- **Vorliegender Text**:
##########
Auf den Spuren von ENFOPOL, III
Österreichisches Innenministerium: Echelon ist "Schmafu".
Nachforschungen über eine polizeiliche Arbeitsgruppe beim EU- Rat, die einmal existiert, dann wieder nicht und laut Sunday Times unter Mitwirkung von Geheimdiensten betrieben wird.
"ENFOPOL ist eine ganz normale Ratsarbeitsgruppe", sagt Major Rudolf Gollia vom österreichischen Innenministerium, "die sich mit dem Einsatz neuer Technologien in der polizeilichen Zusammenarbeit beschäftigt." Mit einem System wie dem militärischen Echelon habe ENFOPOL nichts zu tun, vielmehr sei da in "letzter Zeit in den Medien vieles vermischt worden."
##########
- **Datensatz**:
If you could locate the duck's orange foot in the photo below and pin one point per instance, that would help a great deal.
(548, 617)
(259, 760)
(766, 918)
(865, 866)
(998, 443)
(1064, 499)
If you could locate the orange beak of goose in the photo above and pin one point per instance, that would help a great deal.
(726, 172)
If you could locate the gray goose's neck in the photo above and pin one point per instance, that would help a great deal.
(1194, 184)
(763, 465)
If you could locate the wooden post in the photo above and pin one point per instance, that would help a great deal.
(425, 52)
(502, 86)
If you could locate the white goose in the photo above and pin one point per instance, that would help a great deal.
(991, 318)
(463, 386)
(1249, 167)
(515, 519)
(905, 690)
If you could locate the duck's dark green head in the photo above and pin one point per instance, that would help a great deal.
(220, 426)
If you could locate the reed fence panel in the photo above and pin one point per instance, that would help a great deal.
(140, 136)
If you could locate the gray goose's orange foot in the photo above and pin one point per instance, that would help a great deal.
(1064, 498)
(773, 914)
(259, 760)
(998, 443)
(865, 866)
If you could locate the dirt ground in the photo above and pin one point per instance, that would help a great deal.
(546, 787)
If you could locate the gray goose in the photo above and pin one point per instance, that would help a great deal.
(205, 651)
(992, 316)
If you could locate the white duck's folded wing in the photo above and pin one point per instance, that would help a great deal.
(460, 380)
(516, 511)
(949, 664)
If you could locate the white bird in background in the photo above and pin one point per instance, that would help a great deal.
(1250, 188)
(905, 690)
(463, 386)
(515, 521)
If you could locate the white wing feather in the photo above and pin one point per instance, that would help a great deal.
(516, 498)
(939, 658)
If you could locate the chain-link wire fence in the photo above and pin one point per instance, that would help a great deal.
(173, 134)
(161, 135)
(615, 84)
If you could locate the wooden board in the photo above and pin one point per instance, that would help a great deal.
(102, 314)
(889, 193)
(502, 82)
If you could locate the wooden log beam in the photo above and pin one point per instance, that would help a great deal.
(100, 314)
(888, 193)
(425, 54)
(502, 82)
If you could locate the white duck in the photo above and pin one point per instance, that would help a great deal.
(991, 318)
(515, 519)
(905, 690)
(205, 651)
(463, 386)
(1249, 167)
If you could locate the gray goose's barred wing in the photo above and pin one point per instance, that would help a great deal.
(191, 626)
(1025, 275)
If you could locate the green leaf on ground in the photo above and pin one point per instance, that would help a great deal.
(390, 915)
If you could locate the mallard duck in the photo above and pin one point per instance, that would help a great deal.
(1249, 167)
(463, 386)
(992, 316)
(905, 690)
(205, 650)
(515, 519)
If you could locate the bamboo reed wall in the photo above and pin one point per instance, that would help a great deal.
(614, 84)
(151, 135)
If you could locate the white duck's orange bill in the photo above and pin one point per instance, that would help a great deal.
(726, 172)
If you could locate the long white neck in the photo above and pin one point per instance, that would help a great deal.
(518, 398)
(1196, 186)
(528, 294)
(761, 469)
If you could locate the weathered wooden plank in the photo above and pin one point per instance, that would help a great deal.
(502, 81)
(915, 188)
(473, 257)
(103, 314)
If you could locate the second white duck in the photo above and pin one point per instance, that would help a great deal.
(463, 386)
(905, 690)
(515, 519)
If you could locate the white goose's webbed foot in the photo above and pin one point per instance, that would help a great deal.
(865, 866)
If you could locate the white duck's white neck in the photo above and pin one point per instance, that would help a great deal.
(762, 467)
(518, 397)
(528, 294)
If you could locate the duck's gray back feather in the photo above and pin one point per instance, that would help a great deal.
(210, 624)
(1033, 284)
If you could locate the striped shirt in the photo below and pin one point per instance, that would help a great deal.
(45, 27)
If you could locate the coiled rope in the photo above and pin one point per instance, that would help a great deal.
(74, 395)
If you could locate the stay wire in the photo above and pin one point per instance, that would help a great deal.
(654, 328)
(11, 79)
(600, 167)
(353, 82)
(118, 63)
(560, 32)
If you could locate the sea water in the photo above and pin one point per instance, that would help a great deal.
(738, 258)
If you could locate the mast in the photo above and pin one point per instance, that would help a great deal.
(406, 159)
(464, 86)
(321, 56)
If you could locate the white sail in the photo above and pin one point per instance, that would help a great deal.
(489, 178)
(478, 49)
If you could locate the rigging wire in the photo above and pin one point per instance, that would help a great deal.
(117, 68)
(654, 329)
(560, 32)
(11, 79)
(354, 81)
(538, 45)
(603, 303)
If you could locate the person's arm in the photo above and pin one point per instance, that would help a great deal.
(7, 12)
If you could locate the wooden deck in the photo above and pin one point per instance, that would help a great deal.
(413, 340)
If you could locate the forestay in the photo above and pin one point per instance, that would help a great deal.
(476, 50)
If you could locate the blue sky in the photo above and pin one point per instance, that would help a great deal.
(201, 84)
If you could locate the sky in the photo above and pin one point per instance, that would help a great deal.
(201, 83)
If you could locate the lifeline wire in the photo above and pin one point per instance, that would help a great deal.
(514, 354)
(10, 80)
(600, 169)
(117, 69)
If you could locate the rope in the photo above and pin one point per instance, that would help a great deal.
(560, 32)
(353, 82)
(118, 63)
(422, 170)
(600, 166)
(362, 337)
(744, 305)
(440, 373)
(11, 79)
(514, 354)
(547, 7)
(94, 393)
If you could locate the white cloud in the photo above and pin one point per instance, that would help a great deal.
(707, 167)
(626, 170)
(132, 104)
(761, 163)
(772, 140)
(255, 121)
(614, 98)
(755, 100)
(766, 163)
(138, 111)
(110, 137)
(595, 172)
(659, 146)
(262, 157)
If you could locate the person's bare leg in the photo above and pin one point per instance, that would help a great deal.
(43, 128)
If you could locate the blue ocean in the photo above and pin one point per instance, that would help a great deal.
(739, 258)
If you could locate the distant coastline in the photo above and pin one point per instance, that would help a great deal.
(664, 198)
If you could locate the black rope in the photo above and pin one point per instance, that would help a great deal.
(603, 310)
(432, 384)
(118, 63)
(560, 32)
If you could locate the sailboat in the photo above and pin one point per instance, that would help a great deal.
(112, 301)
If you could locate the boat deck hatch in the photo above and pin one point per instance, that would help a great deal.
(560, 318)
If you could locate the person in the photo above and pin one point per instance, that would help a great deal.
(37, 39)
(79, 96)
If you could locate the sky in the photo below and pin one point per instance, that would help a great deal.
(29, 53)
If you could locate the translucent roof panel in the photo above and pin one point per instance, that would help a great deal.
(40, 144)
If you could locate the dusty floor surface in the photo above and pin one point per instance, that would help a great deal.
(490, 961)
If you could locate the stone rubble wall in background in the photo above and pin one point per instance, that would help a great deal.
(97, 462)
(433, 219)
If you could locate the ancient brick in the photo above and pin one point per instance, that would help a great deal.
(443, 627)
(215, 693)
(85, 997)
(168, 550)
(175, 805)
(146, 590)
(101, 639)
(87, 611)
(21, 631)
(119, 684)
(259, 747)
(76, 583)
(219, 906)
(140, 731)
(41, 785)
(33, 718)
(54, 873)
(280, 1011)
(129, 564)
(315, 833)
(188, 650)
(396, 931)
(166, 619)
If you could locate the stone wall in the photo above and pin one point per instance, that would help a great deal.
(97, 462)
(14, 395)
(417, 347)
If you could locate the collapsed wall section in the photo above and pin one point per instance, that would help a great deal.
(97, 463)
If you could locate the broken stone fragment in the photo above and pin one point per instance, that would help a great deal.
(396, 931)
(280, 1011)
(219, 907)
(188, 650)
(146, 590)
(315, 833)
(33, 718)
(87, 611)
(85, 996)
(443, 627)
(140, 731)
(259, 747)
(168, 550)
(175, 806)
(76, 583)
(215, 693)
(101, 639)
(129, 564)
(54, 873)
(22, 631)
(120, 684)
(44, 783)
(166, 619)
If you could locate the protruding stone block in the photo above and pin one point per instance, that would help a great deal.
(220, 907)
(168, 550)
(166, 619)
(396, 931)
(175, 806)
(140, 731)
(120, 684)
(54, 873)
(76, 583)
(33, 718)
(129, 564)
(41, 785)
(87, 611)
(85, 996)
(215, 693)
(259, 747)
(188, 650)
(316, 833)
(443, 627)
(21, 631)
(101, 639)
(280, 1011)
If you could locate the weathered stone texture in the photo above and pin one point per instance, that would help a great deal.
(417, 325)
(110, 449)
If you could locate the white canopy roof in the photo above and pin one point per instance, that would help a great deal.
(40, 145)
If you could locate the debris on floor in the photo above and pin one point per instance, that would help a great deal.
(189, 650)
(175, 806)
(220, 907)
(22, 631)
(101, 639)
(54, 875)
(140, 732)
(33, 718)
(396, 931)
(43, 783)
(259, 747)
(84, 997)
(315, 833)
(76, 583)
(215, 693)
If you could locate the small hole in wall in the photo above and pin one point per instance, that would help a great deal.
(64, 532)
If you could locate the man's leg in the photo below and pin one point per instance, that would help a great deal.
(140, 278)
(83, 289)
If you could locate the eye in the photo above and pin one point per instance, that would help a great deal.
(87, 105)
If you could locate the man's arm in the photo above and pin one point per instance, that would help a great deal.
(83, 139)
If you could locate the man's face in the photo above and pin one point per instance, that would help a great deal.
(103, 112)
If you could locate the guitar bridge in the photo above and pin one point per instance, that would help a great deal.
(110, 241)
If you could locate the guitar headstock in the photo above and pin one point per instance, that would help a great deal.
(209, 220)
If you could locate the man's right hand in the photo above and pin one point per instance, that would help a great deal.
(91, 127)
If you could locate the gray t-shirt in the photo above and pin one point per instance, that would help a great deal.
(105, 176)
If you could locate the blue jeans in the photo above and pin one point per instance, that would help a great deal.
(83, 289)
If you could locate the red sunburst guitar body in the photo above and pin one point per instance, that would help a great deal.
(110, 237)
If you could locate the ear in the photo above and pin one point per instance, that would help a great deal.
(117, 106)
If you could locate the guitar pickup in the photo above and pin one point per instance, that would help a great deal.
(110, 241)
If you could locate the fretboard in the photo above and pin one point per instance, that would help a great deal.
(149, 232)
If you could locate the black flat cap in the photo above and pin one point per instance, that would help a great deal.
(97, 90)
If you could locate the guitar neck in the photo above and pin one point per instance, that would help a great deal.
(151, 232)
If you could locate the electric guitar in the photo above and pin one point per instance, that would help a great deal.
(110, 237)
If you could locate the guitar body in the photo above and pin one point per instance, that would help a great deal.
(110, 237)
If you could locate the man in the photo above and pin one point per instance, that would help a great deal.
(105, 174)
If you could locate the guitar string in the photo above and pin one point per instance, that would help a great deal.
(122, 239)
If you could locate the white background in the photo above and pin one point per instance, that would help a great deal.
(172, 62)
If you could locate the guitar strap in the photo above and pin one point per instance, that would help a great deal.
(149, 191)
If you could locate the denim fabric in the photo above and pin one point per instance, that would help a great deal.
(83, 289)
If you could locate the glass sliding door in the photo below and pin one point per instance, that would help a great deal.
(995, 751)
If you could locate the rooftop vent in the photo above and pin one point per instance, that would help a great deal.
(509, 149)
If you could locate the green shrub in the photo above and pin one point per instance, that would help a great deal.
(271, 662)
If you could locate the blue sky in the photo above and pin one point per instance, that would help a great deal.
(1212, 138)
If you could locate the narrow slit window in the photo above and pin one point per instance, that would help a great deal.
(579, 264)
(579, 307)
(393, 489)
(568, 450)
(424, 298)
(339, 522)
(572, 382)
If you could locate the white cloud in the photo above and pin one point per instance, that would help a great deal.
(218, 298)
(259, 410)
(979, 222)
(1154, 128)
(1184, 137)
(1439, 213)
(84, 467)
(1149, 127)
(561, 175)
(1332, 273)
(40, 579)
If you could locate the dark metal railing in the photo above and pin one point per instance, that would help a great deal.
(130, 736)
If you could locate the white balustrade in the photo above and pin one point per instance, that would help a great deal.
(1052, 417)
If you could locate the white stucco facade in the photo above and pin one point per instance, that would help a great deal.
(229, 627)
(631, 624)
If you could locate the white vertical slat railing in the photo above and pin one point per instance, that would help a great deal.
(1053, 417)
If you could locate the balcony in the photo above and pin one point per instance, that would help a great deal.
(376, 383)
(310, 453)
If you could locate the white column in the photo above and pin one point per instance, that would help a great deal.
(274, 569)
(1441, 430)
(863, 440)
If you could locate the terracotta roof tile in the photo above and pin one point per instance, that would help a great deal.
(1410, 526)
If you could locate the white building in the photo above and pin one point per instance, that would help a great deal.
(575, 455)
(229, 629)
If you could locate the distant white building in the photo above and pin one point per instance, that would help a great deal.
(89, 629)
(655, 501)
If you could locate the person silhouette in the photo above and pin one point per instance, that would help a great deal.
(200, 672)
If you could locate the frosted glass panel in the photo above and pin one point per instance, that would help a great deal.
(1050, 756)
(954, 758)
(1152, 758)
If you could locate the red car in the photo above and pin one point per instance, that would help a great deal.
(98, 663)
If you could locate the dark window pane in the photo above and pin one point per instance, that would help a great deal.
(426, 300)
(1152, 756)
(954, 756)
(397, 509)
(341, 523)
##########
- **Gestellte Aufgaben**:
- a) Wiederholen Sie aus den Zeilen des Datensatzes wortgetreu den Abschnitt, der mit der Zeile beginnt, die „If you could locate the guitar strap“ enthält, und mit der Zeile endet, die „(1212, 138)“ enthält; beide Grenzzeilen gehören dazu.
- b) Knüpfen Sie an den Text über die Ratsarbeitsgruppe ENFOPOL an und schreiben Sie ihn im Anschluss an seinen letzten Satz weiter.

- **Antworten je Aufgabe**:
- a)
If you could locate the guitar strap in the photo above and pin one point per instance, that would help a great deal.
(149, 191)
If you could locate the denim fabric in the photo above and pin one point per instance, that would help a great deal.
(83, 289)
If you could locate the glass sliding door in the photo below and pin one point per instance, that would help a great deal.
(995, 751)
If you could locate the rooftop vent in the photo above and pin one point per instance, that would help a great deal.
(509, 149)
If you could locate the green shrub in the photo above and pin one point per instance, that would help a great deal.
(271, 662)
If you could locate the blue sky in the photo above and pin one point per instance, that would help a great deal.
(1212, 138)

- b)
Merkwürdigerweise ist freilich genau diese Ratsarbeitsgruppe, die im Rahmen des Vertrags von Maastricht bereits 1993 gegründet worden sein soll, weder auf den EU-Servern noch im RAG-Verzeichnis des österreichischen Innenministeriums aufgelistet. In Beantwortung einer Anfrage der liberalen Abgeordneten Barmüller, Kier und anderer vom 16. April 1998 hatte Innenminister Karl Schlögl die Existenz der Gruppe noch dementiert: "Bei ENFOPOL handelt es sich um keine Arbeitsgruppe oder Organisation, sondern um ein Kürzel für die Bezeichnung von Arbeitspapieren einiger Ratsarbeitsgruppen, so auch der RAG 'Polizeiliche Zusammenarbeit'".
EU-Geheimdienst "als logischer Schritt der Union"
Laut einem Bericht der Sunday Times vom vergangenen Sonntag (22.11), auf den sich Major Gollias oben zitiertes Statement unter anderem bezog, sind beim Aufbau der EUROPOL in Holland nicht nur Polizeibeamte, sondern auch Personen aus dem Nachrichtendienstbereich beteiligt. Dazu zitiert das Londoner Blatt Ernst Uhrlau, den neuen Geheimdienstkoordinator des Kabinetts Schröder, der einen EU-eigenen Geheimdienst "als logischen Entwicklungsschritt der Union" ansieht.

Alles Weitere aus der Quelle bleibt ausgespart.